**Alıştırmalar**
**a.** Seçilmiş bölümde aktarılan ikinci görüşe göre itirazın iptali davasının neden bir tespit davası sayıldığını bir ilâ üç cümleyle açıklayınız.
**b.** Seçilmiş bölümde "Bir üçüncü görüşe göre de" sözleriyle başlayan paragrafı, temel bilgilerini koruyarak madde işaretli bir liste hâline getiriniz.
**c.** Seçilmiş bölüme göre aşağıdaki soruları yanıtlayınız.
(i) İkinci görüş için gösterilen Tahir Çağa makalesi hangi dergide ve hangi yılda yayımlanmıştır?
(ii) İtirazın iptali davası İİK'nın hangi maddesinde düzenlenmiştir?
(iii) Borçlu takibe yalnızca zamanaşımı yönünden itiraz ederse alacaklı davada neyi kanıtlayacaktır?

Diğer bir görüşe göre ise itirazın iptali davası mahiyeti itibariyle bir eda davası olmadığı gibi dava sonunda itirazın iptaline dair verilecek ilam da tahsil ilamı değildir. Zira, itirazın iptali davası ile alacaklı mahkemeden borçlunun bir edaya mahkum edilmesini istememekte ve mahkeme de itirazın iptaline karar vermekle borçluyu bir edaya mahkum etmemektedir. İtirazın iptali davası bu nedenlerden dolayı bir tespit davası niteliğindedir (Tahir Çağa, Ödeme Emrine İtirazın İptali Davasına Dair, Batider, 1979, C. X, S. 2, s. 408 vd.).

Bir üçüncü görüşe göre de, İİK’nun 67.maddesinde düzenlenen itirazın iptali davası ne bir tespit davası ne de eda davasıdır. Zira itirazın iptali davasıyla alacaklı ödeme emri ile takip konusu yaptığı alacağın varlığının tespitini talep etmekte ise de davacı sonuç olarak alacağın tahsilini amaçlamaktadır. Bu nedenle itirazın iptali davasının takip hukukuna özgü bir tahsil davası olduğunun kabulü gerekir. İtirazın iptali davası sonucunda tesis edilecek hükmün kapsamı, infazı ve sonuçları da bu görüşü desteklemektedir. Borçlunun takibe sadece zamanaşımı yönünden itiraz etmesi halinde alacaklı açacağı itirazın iptali davasında alacağın zamanaşımına uğramadığını kanıtlayacaktır. Bu durumda borçlunun açılan davada ayrıca zamanaşımı def’inde bulunması gerekmeyecektir. Tahsil davasında ise mahkemenin yapacağı incelemenin kapsamı itirazla sınırlı olmadığından süresi içinde cevap dilekçesi ile ileri sürülmeyen zamanaşımı def’inin sonradan ileri sürülmesi halinde savunmanın genişletilmesi itirazı ile karşı çıkılabilecektir. Diğer taraftan borçlunun itirazının iptaline karar verilmesi halinde bu ilam icra memuruna ibraz edilerek derdest olan ilamsız icra takibine devam olunabilecektir. Oysa tahsile dair ilamla ancak ilamların icrası yoluna başvurulabilecek, ilamsız takibe devam olunamayacaktır (Adnan Deynekli- Sedat Kısa, İtirazın İptali Davaları ve İcra, İnkar, Kötüniyet Tazminatı, Ankara 1999, s. 80).

**Veri listesi**
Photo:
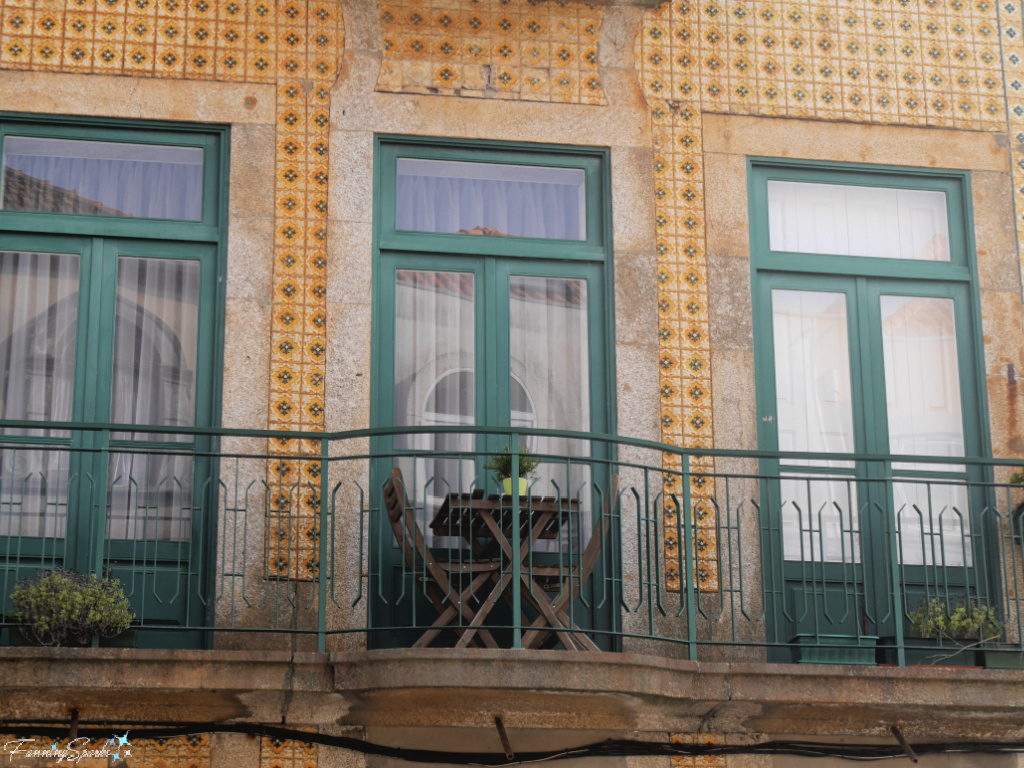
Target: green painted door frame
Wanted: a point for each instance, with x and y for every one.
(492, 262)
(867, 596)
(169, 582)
...
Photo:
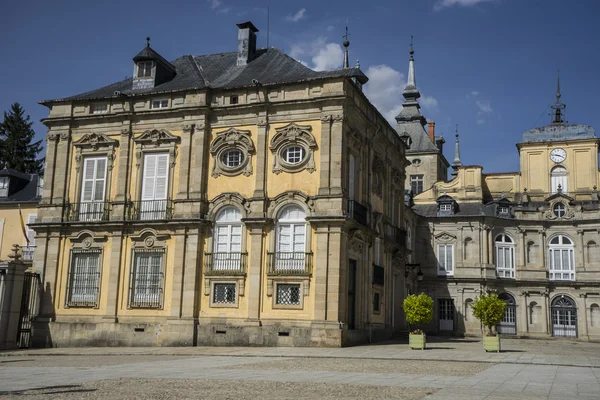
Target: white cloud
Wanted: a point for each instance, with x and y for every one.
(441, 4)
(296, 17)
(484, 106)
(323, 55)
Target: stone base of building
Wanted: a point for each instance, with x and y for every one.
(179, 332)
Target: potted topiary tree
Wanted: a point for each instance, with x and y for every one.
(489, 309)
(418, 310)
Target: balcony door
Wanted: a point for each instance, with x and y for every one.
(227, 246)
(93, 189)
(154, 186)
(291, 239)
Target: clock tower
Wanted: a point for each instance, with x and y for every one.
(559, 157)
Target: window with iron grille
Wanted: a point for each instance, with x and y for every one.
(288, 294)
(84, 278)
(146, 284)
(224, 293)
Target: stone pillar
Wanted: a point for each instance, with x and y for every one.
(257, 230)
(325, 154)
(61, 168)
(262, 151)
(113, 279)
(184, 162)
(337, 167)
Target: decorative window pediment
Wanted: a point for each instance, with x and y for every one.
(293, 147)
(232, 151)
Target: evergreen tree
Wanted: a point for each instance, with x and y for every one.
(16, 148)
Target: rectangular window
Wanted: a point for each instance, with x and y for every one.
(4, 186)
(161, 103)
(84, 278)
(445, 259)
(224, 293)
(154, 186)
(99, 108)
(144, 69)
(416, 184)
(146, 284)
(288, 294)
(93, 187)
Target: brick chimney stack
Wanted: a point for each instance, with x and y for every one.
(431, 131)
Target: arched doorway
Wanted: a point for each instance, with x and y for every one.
...
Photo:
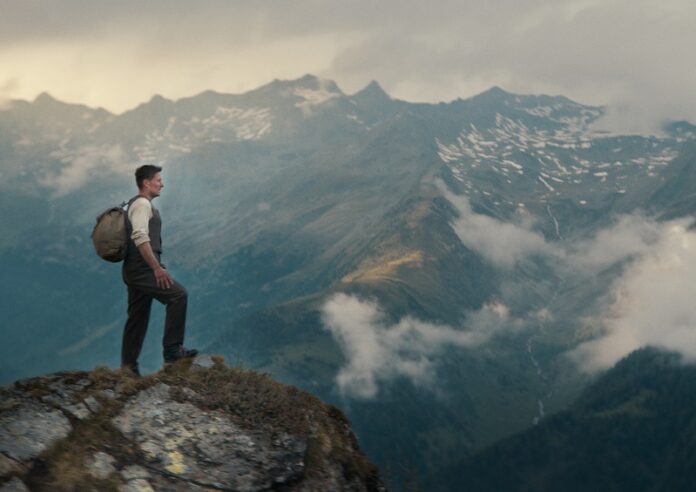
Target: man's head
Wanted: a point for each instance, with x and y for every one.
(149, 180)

**Çözümlü alıştırma**
**a.** Bu görüşe göre alacaklı, itirazın iptali davasıyla mahkemeden borçlunun bir edaya mahkûm edilmesini istememektedir. Mahkeme de itirazın iptaline karar verirken borçluyu bir edaya mahkûm etmemektedir. Bu nedenlerle dava eda davası değil, tespit davası niteliğindedir.

**b.**
- İİK'nın 67. maddesinde düzenlenen itirazın iptali davası ne tespit ne de eda davasıdır. Takip hukukuna özgü bir tahsil davasıdır.
- Alacaklı, takip konusu alacağın varlığının tespitini istese de sonuçta alacağın tahsilini amaçlar.
- Verilecek hükmün kapsamı, infazı ve sonuçları bu görüşü destekler.
- Borçlu takibe yalnızca zamanaşımı yönünden itiraz etmişse alacaklı, alacağın zamanaşımına uğramadığını kanıtlar. Borçlunun ayrıca zamanaşımı def'inde bulunması gerekmez.
- Tahsil davasında inceleme itirazla sınırlı değildir. Bu nedenle süresi içinde cevap dilekçesiyle ileri sürülmeyen zamanaşımı def'ine, sonradan ileri sürülürse savunmanın genişletilmesi itirazıyla karşı çıkılabilir.
- İtirazın iptali ilamı icra memuruna ibraz edilerek derdest ilamsız takibe devam edilebilir. Tahsile dair ilamla ise yalnızca ilamların icrası yoluna başvurulabilir, ilamsız takibe devam edilemez.
- Kaynak: Deynekli–Kısa, Ankara 1999, s. 80.

**c.**
(i) Batider'de, 1979 yılında.
(ii) 67. maddesinde.
(iii) Alacağın zamanaşımına uğramadığını.